● **Brief**:
Make an exact copy of all the data.

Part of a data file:

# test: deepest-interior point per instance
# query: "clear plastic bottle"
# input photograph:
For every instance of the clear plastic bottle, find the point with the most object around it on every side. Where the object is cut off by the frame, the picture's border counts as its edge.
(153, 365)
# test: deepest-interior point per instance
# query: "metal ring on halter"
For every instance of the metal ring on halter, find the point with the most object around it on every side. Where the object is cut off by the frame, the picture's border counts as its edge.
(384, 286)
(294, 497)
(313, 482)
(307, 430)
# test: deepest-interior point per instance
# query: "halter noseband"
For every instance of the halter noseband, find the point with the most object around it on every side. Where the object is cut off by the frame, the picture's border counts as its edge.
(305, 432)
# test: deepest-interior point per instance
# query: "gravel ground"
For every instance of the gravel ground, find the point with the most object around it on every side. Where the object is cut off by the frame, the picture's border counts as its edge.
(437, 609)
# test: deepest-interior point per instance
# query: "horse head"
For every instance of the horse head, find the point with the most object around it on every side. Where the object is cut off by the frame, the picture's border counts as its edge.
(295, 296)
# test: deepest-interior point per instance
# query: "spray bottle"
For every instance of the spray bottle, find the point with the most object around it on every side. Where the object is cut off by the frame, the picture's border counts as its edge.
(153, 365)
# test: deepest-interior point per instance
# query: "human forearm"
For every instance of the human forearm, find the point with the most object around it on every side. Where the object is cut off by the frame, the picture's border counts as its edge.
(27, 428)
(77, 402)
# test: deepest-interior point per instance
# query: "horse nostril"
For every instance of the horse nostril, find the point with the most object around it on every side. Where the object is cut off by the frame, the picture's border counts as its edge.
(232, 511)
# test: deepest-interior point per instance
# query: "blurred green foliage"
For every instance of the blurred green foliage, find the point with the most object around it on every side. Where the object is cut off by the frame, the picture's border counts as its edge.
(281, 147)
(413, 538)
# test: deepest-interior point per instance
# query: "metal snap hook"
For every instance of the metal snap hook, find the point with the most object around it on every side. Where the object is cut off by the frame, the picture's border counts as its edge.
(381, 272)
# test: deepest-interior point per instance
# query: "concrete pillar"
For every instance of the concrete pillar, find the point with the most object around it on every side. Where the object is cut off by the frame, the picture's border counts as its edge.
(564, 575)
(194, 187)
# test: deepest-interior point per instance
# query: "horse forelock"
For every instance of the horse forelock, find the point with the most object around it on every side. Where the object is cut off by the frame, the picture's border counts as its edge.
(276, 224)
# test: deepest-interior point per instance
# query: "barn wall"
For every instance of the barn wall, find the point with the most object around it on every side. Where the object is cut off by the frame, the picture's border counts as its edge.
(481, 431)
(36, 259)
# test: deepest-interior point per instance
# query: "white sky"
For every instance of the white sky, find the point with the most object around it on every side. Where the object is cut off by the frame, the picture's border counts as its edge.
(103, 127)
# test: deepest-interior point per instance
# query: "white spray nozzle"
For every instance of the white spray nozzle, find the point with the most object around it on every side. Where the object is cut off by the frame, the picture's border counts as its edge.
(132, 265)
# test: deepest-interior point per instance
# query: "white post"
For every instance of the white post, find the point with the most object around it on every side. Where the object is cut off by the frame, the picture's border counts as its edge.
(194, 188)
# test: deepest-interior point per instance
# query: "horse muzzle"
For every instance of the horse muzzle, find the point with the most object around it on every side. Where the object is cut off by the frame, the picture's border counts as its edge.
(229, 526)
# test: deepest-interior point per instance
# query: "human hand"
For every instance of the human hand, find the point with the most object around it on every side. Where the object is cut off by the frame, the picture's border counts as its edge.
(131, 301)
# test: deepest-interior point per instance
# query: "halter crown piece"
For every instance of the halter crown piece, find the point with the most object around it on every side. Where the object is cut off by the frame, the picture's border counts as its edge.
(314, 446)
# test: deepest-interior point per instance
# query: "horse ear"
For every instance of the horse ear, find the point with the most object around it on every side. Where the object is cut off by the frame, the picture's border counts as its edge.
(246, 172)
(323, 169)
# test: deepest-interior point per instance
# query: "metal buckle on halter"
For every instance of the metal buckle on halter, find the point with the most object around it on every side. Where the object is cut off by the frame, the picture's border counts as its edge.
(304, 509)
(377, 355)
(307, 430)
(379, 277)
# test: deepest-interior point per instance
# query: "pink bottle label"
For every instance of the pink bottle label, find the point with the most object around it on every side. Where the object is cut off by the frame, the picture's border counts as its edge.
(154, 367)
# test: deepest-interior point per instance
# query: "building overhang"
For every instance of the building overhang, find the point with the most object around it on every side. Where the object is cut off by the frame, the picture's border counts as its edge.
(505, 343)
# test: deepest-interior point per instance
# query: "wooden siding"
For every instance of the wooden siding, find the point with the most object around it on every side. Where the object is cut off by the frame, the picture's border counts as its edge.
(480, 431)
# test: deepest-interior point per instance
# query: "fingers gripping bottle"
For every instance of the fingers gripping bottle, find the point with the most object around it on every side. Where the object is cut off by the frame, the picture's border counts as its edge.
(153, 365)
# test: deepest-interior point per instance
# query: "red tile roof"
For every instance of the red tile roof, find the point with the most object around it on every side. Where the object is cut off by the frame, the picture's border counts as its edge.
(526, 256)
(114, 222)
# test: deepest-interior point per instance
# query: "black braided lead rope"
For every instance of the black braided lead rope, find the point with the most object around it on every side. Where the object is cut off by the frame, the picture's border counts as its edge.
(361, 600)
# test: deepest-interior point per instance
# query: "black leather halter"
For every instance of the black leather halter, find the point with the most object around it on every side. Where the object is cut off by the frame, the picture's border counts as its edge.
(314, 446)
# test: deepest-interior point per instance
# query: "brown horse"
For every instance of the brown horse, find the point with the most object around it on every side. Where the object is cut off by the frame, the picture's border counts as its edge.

● **Expected answer**:
# test: deepest-interior point per instance
# query: "clear plastic bottle"
# input photograph:
For every instance of the clear plastic bottle, find the point with the most object around it on every side. Where the object is cut off by the frame, the picture's border counts as its edge.
(153, 365)
# test: deepest-interior point per instance
# query: "metal ring on halter"
For every instance of the metal ring on halter, find the point with the most object around it on every side. Where the object is cut off by the frame, the picture's border counts as its edge.
(384, 286)
(294, 497)
(313, 482)
(307, 430)
# test: deepest-interior point per instance
# query: "halter noseband"
For every instance of the halter noseband, find the point with the most object around it on every side. Where the object is cut off by the frame, the picture's border counts as its edge.
(305, 432)
# test: deepest-interior point per instance
# query: "gravel ground"
For every instance of the gravel ground, find the point with the most object around it on every side. Where the object is cut off by the frame, the picture's border counts as its edge.
(437, 609)
# test: deepest-interior point per instance
# query: "horse head"
For every instance of the horse head, find the point with the most object around it on every side. Where the object is cut off by the frame, the picture's border counts as its edge.
(295, 296)
# test: deepest-interior point per instance
# query: "spray bottle"
For every instance of the spray bottle, find the point with the most object around it on every side. Where the object is cut off by the frame, the picture's border counts as its edge.
(153, 365)
# test: deepest-interior point per instance
# query: "human forearm"
For every instance of the human forearm, find the point with the most object around it on every side. Where the object is cut off by the frame, the picture's border counts as its edge.
(27, 428)
(77, 402)
# test: deepest-interior point per instance
# query: "horse nostril"
For every instance of the horse nostril, find the point with the most object around it on every side. Where the object is cut off by the frame, the picture's border counts as its edge.
(232, 511)
# test: deepest-interior point per instance
# query: "blurred green foliage"
For every instance of the blurred green foliage, find the point with the most object around it on every side. Where the object is cut off by the frame, the picture's border counts as its edge.
(281, 147)
(413, 538)
# test: deepest-interior point per instance
# query: "metal snap hook"
For every instance of the metal snap hook, find the point with the most object around it on every side. Where the object is cut off by the frame, the picture's border counts as its edge.
(381, 272)
# test: deepest-interior point per instance
# query: "concrete pillar"
For every instance of the concrete pillar, find the point with the most object around it on every side. Where the object is cut off by the frame, the picture's border counts as its edge.
(564, 575)
(194, 187)
# test: deepest-interior point per instance
# query: "horse forelock"
For every instance of the horse forelock, find the point with the most object around it on every side. Where the object is cut off by the frame, the picture's border counts as its edge.
(276, 224)
# test: deepest-interior point per instance
# query: "barn wall"
For every instance of the barn wall, find the point with the most object around it on every side. Where the object is cut off by the frame, the picture's border counts as its edge.
(481, 431)
(36, 259)
# test: deepest-interior point per instance
# query: "white sky"
For every instance of the white sky, find the point with the most object around it on every side. Where the object is cut off by the frame, the picture's border counts as its edge.
(103, 127)
# test: deepest-interior point per instance
# query: "white spray nozzle"
For every instance of the white spray nozzle, find the point with the most object around it on every side. Where the object is cut off by the frame, the picture's border counts as its edge.
(132, 265)
# test: deepest-interior point per instance
# query: "white post"
For every instance of the white post, find the point with the most object around it on every side. Where the object is cut off by the frame, the picture's border counts as its edge.
(194, 188)
# test: deepest-interior point per instance
# query: "horse muzzle"
For every instance of the horse muzzle, find the point with the most object around it on every side. Where the object is cut off by the frame, the picture's border counts as its edge.
(229, 526)
# test: deepest-interior point per instance
# query: "human hand"
For every instance of the human hand, find the point with the most object around it on every side. Where the object is cut off by the frame, the picture's border counts as its edge.
(131, 301)
# test: deepest-interior point per instance
# query: "halter crown piece"
For every instance of the halter crown piece, find the point with the most object around it on every side. Where the object is cut off by the frame, the picture's border counts as its edge.
(314, 446)
# test: deepest-interior point per instance
# query: "horse ear"
For every instance of the horse ear, find the point with the most object around it on every side. Where the object is cut off by the frame, the picture's border counts as its edge.
(246, 172)
(323, 169)
# test: deepest-interior point per instance
# query: "metal buckle on halter"
For every instance of the metal buckle on halter, find the point with the most object around it on every side. Where the object is cut off by the frame, the picture's border counts as its edge.
(304, 509)
(377, 355)
(307, 430)
(379, 277)
# test: deepest-interior point per instance
# query: "pink bottle label"
For every instance of the pink bottle label, find the point with the most object around it on every side. Where the object is cut off by the frame, the picture's border counts as its edge.
(154, 367)
# test: deepest-interior point per instance
# query: "building overhang"
For every instance of the building overhang, find the point with the most object around it on every side. Where the object is cut off by the frame, the picture's border counts as its edge.
(505, 343)
# test: deepest-interior point per instance
# query: "wooden siding"
For every instance of the wooden siding, find the point with the most object around it on every side. Where the object is cut off by the frame, the picture's border counts as its edge.
(480, 431)
# test: deepest-interior point per instance
# query: "fingers gripping bottle"
For every instance of the fingers gripping bottle, find the point with the most object around it on every side. Where the object is cut off by the frame, the picture's border counts as its edge.
(153, 365)
# test: deepest-interior point per instance
# query: "red tile roof"
For every instance of the red tile roof, find the point with the most object around it on every side. Where the object is cut off by the frame, the picture's border counts as its edge.
(526, 256)
(114, 222)
# test: deepest-interior point per instance
# query: "black braided lead rope"
For every instance of the black braided lead rope, find the point with the most object around it on every side. Where the object is cut off by the frame, the picture's border counts as its edge.
(361, 600)
# test: deepest-interior point per instance
# query: "black leather halter"
For every instance of the black leather halter, find the point with the most object around it on every side. Where the object is cut off by the frame, the picture's border counts as its edge.
(314, 446)
# test: deepest-interior point per instance
# query: "brown horse"
For every instance of the brown horse, find the point with the most object around it on every side. Where the object is cut off by the frame, the picture's border counts as its edge.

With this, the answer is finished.